[WHAT YOU SHOULD DO]:
Can you write out again every line of the items from the line holding "For every instance of the bicycle" through the end of the items, inclusive, requests included, but raise each number in the answer coordinates by 114? Leave the pictures out.

-- START --

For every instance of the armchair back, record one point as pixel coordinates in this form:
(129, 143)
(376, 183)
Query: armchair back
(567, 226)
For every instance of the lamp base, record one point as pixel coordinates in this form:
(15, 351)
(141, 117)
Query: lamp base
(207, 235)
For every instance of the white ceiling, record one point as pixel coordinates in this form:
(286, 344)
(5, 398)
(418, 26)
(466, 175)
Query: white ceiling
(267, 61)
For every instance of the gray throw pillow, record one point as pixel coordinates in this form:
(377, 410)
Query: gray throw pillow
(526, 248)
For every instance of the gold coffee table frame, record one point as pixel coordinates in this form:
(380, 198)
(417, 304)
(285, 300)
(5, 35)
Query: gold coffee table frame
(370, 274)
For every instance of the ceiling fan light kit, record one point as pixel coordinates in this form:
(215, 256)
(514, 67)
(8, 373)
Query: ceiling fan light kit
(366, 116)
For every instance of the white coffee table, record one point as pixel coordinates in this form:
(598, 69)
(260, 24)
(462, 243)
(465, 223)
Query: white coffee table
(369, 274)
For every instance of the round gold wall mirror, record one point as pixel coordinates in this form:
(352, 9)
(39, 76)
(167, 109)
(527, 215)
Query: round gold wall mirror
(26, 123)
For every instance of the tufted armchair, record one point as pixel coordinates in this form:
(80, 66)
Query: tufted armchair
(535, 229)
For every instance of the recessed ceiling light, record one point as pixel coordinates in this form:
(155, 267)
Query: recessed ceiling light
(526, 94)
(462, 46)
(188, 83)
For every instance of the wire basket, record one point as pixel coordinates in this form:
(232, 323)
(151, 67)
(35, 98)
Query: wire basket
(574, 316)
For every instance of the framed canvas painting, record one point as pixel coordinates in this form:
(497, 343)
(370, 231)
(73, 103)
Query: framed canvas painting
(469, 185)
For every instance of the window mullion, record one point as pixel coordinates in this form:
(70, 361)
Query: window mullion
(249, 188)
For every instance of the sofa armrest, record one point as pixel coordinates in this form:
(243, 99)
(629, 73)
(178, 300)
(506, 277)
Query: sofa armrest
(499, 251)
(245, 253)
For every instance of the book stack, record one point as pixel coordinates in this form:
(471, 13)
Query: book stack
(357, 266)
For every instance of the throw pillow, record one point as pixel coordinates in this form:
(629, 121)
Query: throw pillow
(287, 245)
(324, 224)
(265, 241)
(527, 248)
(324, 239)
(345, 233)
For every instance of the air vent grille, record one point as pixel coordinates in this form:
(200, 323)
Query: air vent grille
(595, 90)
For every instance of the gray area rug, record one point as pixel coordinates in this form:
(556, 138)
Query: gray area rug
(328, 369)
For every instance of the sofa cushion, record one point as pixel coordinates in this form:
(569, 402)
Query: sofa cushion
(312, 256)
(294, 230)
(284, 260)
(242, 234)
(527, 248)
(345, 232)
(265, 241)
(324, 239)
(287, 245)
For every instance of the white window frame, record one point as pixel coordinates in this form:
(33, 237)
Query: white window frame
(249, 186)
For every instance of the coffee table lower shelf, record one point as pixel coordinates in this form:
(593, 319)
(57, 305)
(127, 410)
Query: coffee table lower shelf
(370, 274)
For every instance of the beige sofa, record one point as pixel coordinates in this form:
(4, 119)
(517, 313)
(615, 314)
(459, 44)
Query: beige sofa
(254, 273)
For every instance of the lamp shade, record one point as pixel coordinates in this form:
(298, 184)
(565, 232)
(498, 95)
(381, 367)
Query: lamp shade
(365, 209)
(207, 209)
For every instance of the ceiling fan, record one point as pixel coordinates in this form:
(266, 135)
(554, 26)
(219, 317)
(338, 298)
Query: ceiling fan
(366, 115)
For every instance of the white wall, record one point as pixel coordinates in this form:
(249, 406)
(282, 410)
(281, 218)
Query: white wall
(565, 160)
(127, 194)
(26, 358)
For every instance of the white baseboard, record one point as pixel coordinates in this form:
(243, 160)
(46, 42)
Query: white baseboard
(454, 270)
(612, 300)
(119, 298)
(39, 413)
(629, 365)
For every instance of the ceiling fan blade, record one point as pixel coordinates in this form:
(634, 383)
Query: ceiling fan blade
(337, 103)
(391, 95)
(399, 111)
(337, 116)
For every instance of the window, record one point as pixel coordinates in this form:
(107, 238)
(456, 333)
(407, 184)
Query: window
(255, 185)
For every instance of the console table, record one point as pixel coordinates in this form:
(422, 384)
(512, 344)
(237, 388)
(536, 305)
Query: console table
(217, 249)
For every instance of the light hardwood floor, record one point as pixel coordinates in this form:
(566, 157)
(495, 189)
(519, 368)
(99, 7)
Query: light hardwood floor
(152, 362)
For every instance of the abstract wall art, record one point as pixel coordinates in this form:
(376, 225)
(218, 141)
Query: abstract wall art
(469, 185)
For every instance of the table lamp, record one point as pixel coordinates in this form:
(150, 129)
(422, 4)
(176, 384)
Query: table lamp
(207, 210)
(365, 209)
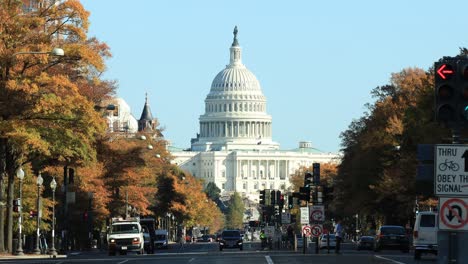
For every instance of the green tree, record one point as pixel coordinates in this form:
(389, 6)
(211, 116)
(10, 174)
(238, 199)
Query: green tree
(235, 213)
(376, 177)
(44, 117)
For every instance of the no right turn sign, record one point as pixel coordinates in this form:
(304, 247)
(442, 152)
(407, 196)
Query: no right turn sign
(453, 214)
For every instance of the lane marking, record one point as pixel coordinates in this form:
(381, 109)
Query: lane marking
(394, 261)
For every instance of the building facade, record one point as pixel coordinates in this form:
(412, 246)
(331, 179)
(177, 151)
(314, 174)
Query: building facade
(234, 147)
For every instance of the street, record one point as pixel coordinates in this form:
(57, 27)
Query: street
(208, 253)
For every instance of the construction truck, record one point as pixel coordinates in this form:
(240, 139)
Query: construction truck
(125, 235)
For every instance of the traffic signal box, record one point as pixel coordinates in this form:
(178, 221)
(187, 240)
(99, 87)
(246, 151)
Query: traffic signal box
(273, 197)
(316, 173)
(262, 197)
(267, 197)
(16, 205)
(308, 179)
(451, 91)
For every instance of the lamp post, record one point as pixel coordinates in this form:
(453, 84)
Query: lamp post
(20, 175)
(53, 185)
(39, 182)
(55, 52)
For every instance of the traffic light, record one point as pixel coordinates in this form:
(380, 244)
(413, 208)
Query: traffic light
(273, 197)
(290, 202)
(463, 88)
(267, 197)
(316, 173)
(313, 195)
(262, 197)
(280, 199)
(293, 218)
(446, 91)
(32, 214)
(304, 193)
(308, 178)
(319, 194)
(277, 210)
(16, 205)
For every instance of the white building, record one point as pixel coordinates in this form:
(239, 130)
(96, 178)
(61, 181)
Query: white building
(120, 119)
(234, 148)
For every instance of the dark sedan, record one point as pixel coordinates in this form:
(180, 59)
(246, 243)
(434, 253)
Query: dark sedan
(365, 242)
(392, 237)
(231, 239)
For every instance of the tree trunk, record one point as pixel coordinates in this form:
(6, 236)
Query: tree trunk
(2, 192)
(2, 212)
(10, 193)
(11, 162)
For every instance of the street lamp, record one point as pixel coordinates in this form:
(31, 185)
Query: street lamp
(53, 185)
(20, 176)
(39, 182)
(58, 52)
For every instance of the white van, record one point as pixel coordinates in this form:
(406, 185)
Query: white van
(425, 233)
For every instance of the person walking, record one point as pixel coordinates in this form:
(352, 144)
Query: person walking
(338, 235)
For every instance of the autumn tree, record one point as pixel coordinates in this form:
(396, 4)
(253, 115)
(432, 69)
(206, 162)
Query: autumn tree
(377, 174)
(44, 116)
(235, 213)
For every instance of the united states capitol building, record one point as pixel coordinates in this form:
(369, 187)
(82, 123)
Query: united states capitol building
(234, 147)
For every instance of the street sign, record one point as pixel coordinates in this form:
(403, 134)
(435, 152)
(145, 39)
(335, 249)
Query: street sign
(445, 71)
(317, 230)
(306, 230)
(304, 215)
(451, 170)
(285, 218)
(317, 213)
(453, 214)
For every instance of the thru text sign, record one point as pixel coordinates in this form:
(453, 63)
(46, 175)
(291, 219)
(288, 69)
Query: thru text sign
(451, 170)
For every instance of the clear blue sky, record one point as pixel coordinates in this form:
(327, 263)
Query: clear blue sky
(316, 61)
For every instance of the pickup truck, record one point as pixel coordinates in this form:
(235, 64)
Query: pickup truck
(125, 235)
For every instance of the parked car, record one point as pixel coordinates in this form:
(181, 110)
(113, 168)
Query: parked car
(205, 238)
(391, 237)
(231, 239)
(365, 242)
(299, 241)
(425, 234)
(331, 241)
(147, 240)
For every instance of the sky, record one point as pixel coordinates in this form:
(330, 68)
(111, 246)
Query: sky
(316, 61)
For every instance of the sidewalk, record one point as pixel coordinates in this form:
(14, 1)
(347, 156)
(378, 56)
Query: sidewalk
(7, 256)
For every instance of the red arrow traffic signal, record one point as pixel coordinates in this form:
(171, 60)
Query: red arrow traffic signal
(445, 71)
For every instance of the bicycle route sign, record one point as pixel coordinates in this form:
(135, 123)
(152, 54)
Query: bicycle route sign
(317, 230)
(453, 214)
(306, 230)
(451, 170)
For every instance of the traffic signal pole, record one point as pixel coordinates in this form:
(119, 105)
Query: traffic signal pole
(451, 94)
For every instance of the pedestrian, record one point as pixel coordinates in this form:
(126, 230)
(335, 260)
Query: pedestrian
(263, 239)
(290, 234)
(338, 235)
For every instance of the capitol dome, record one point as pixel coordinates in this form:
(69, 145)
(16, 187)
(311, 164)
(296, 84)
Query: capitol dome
(235, 110)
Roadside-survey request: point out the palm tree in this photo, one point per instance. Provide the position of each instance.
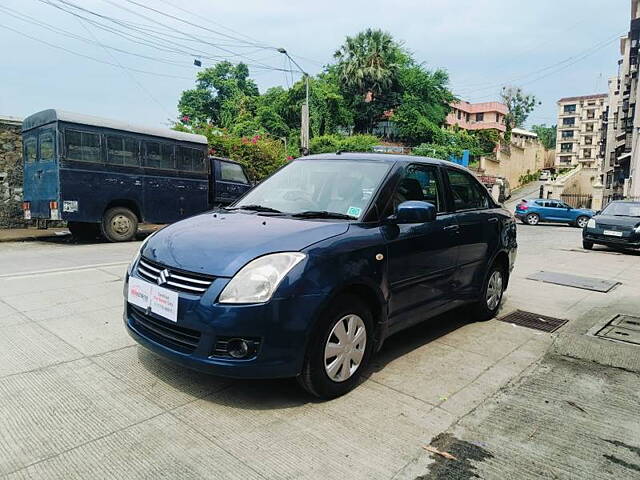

-- END --

[FULL ANSWER]:
For every instance of the bicycle route sign, record one point as pixel coordinates in this form:
(135, 123)
(152, 54)
Query: bicycle route sign
(431, 344)
(567, 328)
(420, 344)
(565, 284)
For every instance of the traffic signal pole, record one point as pixel coordinates in this form:
(119, 105)
Query: traffic signal pole
(565, 208)
For every instance of the pedestrian, record one point as pixel coordinates in this form:
(126, 230)
(335, 260)
Query: pedestrian
(377, 353)
(404, 348)
(452, 349)
For every instance of the capitol dome, record one point as pixel coordinates in this form:
(69, 145)
(16, 187)
(311, 164)
(296, 84)
Query: capitol dome
(349, 224)
Roadside-survey request: point out the palm tree in this photo, one point per instance. Provide the position of each instance.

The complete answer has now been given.